Point-per-instance localization data:
● ● ● ●
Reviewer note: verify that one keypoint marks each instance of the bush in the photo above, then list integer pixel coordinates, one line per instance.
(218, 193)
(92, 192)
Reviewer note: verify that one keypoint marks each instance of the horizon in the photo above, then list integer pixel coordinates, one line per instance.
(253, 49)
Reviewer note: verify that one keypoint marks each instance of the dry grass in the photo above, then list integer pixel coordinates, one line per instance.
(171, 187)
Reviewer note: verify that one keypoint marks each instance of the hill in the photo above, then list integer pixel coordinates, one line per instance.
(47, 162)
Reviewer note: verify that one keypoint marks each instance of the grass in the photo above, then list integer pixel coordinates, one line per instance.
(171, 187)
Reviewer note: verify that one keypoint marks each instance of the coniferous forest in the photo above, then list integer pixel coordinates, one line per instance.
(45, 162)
● ● ● ●
Work order — The response should be the lines from the one containing "of the hill" through the last line of the data, set down exactly and with no other line.

Response —
Reviewer note: verify that one keypoint marks each instance of the hill in the photo above, then list integer pixel coordinates, one line per instance.
(47, 162)
Reviewer note: verify that one keypoint marks each instance of the grass in the photo above, then list integer pixel coordinates, one line per instance.
(171, 187)
Reviewer note: verify that one keypoint marks each instance of the coniferous forest in the photo above, then list integer pixel coordinates, one line per instance.
(45, 162)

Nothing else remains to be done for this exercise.